Text to read |
▼
Bradford v. Manly

Parker, C. J.,

delivered the opinion of the Court. The first point taken by the defendant’s counsel is, that parol evidence was admitted, to control or explain the contract in writing, which subsisted between the parties.

The objection goes upon the supposition, that a common bill of parcels, given upon or after the purchase of goods, is evidence, and the only proper evidence, of such a contract. But it is not so. The bargain is usually made verbally, and without any intention that it shall be put in writing ; and the bill of parcels is intended only to show that the goods have been purchased and paid for. It is seldom particular, or descriptive of the whole contract between the parties. But, if it were not so, the paper introduced in this case is ambiguous with respect to the subject of the bargain ; and the ambiguity is latent, so that parol evidence may be admitted to explain it. It states only that “ 2 casks of cloves ” were purchased ; leaving it uncertain what kind of cloves, of which it appears in the case that there are at least two kinds, differing materially in quality and value. We think this objection was properly overruled.

We may then come to the principal question, namely, Whether the evidence in the cause proved a contract to * sell cloves of a different kind from those which were de livered. The defendant exhibited a sample, by which the plaintiff purchased.' Among fair dealers there could be no question but the vendor intended to represent that the article sold was like the sample exhibited ; and it would be to be lamented, if the law should refuse its aid to the party who had been deceived in a purchase so made.

The objection is, that no action upon a warranty can be maintained, unless the warranty is express; and that no other action can be maintained, unless there be a false affirmation respecting the quality of the article. If such were the law, it would very much embarrass the operations of trade, which are frequently carried on to a large amount by samples of the articles bought and sold.

The authorities cited by the defendant’s counsel have been care*119fully looked into ; and we think they do ,iot militate with this decision ; unless it be the case of the Bezoar stone, (7) which we think would not now be received as law in England ; certainly not in our country. The vendor sold the stone as and for a bezoar stone, to one unacquainted with such articles, and it turned out to be of inferior value. The court held that no action would lie ; and some of the judges stated, that, even if the vendor had known that it was not a bezoar, and it had been so alleged, an action could not be maintained without an express warranty. The other case is that of Parkinson vs. Lee. (8) There the hops sold were of the same kind and quality as the sample ; but there was an unknown deterioration by fermentation, caused by the grower of the hops, and not by the vendor. Hops being usually sold in pockets, and the quality ascertained by sample, it was held that the innocent vendor was not responsible to the vendee, for an unknown inherent defect, without an express warranty. That case does not militate with our opinion in the case at bar.
▲
Information provided |
▼
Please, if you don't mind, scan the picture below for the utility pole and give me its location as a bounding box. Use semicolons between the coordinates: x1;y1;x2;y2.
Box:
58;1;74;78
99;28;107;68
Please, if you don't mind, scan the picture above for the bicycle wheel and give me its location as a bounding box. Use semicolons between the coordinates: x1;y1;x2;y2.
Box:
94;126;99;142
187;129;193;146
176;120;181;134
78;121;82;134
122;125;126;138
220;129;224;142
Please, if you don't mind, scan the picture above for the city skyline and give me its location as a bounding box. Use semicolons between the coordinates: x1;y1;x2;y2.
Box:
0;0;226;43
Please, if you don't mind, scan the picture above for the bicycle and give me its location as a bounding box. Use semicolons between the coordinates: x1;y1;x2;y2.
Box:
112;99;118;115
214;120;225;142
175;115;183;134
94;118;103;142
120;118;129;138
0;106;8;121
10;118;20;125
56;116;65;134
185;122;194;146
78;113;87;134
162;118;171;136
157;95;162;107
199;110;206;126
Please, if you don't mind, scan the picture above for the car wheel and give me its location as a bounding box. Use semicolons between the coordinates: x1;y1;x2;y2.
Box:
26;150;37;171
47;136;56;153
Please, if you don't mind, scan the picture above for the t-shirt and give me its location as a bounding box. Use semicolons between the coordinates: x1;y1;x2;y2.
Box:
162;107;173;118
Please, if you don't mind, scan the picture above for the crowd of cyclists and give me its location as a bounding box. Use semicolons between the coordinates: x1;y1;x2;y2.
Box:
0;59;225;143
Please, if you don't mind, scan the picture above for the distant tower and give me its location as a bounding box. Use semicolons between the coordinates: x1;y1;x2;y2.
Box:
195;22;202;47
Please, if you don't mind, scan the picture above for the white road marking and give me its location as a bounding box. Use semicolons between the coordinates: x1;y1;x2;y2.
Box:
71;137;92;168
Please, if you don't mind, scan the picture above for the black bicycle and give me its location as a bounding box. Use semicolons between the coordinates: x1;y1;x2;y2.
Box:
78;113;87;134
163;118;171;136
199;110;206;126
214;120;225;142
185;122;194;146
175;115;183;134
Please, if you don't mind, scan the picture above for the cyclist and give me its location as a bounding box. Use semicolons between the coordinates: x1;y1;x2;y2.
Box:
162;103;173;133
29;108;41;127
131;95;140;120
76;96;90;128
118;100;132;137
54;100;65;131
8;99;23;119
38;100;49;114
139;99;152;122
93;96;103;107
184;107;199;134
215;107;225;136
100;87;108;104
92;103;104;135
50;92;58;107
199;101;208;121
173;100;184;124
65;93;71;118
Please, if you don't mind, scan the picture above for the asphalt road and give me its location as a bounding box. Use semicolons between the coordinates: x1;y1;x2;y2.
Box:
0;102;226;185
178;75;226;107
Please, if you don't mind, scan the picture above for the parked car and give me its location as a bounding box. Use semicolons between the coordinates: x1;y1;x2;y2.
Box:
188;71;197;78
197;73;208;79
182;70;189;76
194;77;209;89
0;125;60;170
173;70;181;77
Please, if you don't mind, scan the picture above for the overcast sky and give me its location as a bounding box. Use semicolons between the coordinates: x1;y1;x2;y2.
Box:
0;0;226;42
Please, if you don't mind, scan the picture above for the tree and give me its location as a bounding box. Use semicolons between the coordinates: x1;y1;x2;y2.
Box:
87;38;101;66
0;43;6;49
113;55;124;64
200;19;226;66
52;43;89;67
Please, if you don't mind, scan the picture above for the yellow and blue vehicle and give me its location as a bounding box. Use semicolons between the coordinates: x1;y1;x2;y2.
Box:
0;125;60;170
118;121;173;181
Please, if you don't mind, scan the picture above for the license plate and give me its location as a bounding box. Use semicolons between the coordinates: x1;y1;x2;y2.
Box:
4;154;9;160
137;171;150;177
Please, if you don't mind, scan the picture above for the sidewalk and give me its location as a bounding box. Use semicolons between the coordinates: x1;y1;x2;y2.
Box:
▲
▼
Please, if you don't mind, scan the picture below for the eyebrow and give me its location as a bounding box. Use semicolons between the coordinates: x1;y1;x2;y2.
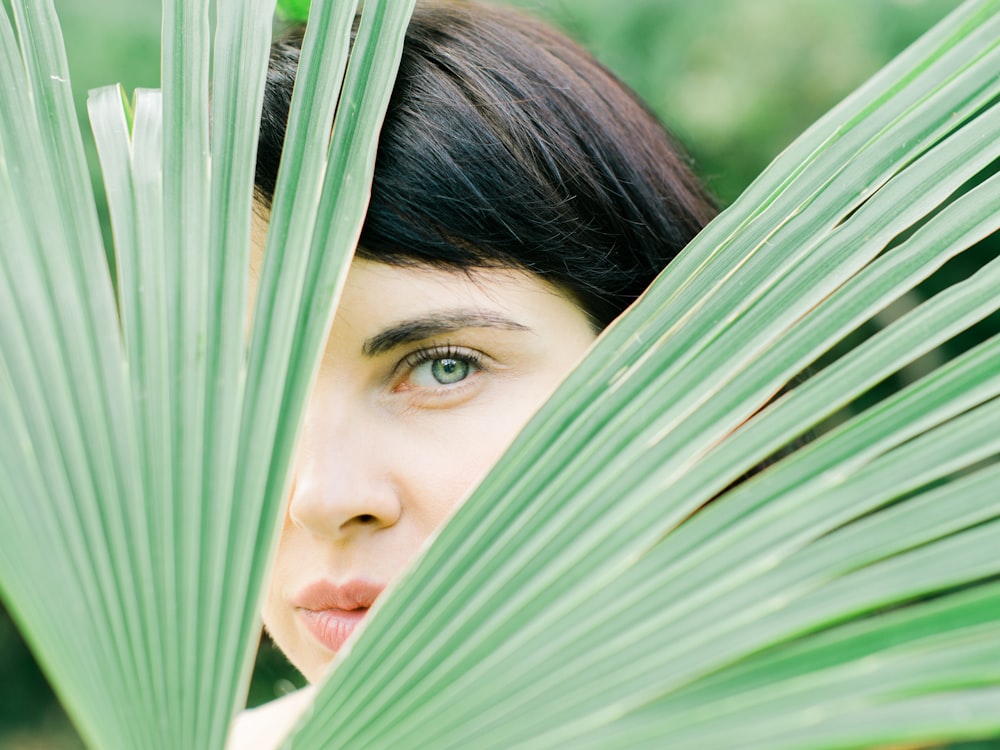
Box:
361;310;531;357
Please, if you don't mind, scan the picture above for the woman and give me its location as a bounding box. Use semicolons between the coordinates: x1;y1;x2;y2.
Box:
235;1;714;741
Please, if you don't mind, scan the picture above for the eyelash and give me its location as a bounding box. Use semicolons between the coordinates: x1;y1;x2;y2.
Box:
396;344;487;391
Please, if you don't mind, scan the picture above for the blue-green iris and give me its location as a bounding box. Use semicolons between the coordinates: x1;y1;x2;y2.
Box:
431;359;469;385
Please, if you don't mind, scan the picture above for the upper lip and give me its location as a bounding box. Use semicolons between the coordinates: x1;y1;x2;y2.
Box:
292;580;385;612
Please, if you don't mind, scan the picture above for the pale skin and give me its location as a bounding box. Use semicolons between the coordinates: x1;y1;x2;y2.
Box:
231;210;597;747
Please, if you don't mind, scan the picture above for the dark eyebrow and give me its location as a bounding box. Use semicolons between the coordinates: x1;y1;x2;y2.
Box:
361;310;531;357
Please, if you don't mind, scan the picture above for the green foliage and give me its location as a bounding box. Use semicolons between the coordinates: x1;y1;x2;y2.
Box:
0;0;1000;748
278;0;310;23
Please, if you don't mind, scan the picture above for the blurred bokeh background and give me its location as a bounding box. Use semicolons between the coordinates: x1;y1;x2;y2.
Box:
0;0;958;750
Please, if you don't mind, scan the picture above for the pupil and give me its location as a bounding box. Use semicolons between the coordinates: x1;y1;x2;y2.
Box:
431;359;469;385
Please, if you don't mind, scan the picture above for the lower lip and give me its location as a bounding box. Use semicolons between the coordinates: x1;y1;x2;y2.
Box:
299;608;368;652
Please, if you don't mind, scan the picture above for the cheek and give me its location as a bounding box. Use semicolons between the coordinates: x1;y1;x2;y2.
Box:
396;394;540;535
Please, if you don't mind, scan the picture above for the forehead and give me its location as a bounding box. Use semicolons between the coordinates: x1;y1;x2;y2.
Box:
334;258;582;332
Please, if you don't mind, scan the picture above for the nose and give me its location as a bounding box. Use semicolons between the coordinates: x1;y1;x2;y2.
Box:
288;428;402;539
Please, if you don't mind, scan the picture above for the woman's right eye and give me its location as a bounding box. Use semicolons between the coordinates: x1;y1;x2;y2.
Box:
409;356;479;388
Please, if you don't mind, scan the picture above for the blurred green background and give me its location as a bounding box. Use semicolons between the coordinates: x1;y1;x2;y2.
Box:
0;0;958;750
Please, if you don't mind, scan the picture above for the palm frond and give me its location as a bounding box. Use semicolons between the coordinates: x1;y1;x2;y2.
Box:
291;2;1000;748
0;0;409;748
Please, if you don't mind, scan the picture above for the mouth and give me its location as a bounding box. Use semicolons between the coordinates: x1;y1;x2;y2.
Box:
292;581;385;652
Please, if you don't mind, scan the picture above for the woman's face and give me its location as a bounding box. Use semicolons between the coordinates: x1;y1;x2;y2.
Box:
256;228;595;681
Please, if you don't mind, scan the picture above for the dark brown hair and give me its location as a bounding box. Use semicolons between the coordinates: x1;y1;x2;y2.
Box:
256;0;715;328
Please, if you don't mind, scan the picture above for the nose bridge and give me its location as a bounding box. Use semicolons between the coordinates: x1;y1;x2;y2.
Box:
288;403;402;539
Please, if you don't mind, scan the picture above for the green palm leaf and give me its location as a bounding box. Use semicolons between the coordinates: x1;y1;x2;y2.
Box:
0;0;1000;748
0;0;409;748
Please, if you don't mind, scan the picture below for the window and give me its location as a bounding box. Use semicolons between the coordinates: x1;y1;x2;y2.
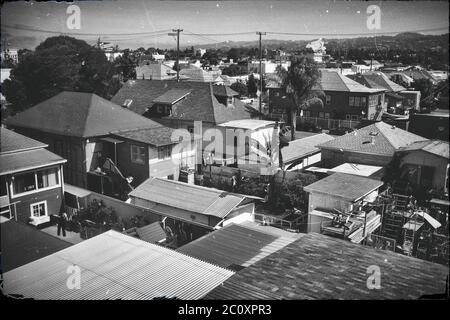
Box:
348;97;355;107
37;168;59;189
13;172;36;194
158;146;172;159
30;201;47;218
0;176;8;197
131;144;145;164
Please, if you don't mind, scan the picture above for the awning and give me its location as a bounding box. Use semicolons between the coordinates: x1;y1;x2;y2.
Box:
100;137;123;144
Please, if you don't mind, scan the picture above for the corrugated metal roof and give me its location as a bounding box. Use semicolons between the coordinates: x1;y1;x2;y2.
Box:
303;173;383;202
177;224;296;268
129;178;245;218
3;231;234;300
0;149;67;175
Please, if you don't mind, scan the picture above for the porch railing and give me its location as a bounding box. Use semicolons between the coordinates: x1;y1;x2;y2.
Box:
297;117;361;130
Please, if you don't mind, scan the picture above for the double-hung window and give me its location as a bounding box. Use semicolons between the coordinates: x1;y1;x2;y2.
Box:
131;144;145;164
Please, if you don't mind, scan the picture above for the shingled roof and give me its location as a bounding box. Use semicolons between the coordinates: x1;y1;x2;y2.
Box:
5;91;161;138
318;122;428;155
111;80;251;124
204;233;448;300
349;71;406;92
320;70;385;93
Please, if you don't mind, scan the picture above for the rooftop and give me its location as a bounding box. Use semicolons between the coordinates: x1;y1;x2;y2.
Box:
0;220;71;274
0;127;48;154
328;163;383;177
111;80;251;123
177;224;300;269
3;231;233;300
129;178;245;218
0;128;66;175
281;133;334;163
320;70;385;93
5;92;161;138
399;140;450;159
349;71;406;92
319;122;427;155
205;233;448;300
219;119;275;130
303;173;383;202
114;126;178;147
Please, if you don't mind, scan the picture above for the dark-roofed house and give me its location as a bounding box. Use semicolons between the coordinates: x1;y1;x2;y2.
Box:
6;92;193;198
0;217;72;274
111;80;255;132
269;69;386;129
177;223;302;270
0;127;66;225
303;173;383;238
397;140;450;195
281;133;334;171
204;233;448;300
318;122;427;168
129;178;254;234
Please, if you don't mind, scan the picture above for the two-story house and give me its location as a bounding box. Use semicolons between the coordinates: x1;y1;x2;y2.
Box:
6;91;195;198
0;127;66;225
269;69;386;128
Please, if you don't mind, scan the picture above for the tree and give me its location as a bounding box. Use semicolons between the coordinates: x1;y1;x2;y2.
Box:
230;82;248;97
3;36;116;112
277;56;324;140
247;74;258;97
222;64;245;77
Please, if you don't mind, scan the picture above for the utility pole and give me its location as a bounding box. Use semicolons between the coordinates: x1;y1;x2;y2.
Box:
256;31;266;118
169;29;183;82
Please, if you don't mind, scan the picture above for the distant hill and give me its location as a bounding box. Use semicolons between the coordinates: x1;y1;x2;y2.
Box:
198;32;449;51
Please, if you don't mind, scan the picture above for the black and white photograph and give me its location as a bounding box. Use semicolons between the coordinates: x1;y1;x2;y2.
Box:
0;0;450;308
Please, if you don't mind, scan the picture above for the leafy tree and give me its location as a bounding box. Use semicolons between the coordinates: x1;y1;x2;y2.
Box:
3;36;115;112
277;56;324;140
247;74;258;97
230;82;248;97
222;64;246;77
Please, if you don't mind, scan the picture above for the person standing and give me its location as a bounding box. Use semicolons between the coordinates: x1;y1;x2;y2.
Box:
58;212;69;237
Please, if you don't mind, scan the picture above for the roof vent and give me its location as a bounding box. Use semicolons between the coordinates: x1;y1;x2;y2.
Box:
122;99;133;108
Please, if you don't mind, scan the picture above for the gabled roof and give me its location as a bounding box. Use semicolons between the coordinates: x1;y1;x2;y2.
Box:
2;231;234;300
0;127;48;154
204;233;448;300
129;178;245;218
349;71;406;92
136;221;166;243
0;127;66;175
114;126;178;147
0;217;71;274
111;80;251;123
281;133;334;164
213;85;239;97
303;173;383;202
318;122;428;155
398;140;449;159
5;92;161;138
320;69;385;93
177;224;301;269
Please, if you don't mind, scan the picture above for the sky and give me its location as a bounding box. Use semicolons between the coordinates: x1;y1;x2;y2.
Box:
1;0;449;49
▲
▼
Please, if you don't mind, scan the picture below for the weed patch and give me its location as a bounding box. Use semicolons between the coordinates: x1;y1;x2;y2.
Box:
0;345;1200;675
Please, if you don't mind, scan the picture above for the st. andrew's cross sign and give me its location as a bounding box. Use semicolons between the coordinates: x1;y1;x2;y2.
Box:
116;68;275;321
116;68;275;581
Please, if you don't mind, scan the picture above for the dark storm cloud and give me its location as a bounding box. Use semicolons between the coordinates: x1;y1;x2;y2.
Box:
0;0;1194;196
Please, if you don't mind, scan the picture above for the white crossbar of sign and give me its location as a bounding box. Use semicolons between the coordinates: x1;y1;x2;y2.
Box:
▲
Short task A | From the court opinion, extract everything from "Bradford v. Manly" down to "subsisted between the parties.".
Short task B | List every kind of merchandise that the court opinion names as having been sold.
Short task C | Carry on the court opinion from its final sentence.

Answer A |
Bradford v. Manly

Parker, C. J.,

delivered the opinion of the Court. The first point taken by the defendant’s counsel is, that parol evidence was admitted, to control or explain the contract in writing, which subsisted between the parties.

Answer B |
cloves
bezoar stone
hops

Answer C |
The fair import of the exhibition of a sample is, that the article proposed to be sold is like that which is shown as a parcel of the article ; it is intended to save the * purchaser the trouble of examining the whole quantity. It certainly means as much as this, “ The thing I offer to sell is of the same kind, and essentially of the same quality, as the specimen I give you.” I do not know that it would be going .too far to say, that it amounts to a declaration that it is equally sound and good. But it is not necessary to go so far in the present case ; and we are not disposed to question the correctness of the decision in Parkinson vs. Lee.

It is expressly found by the jury, in the case at bar, that the cloves delivered were different in kind from those which composed the sample, and inferior in value, not from decay or exposure, but that there is a specific difference in the respective plants from which they are produced. Surely, if a man were to exhibit to me a parcel of hyson tea as a sample, to induce me to buy a chest, and I should pay him the price of hyson, and he should deliver me a chest of bohea or souchong, I might recover the difference in value, if he should refuse to do me justice, although he did not expressly warrant, that the tea in the chest was the same as that in the sample. Indeed, the exhibition of a sample must, in all fair dealing, stand in lieu of a warranty or affirmation. It is a silent, symbolical warranty, perfectly understood by the parties, and adopted and used for the convenience of trade.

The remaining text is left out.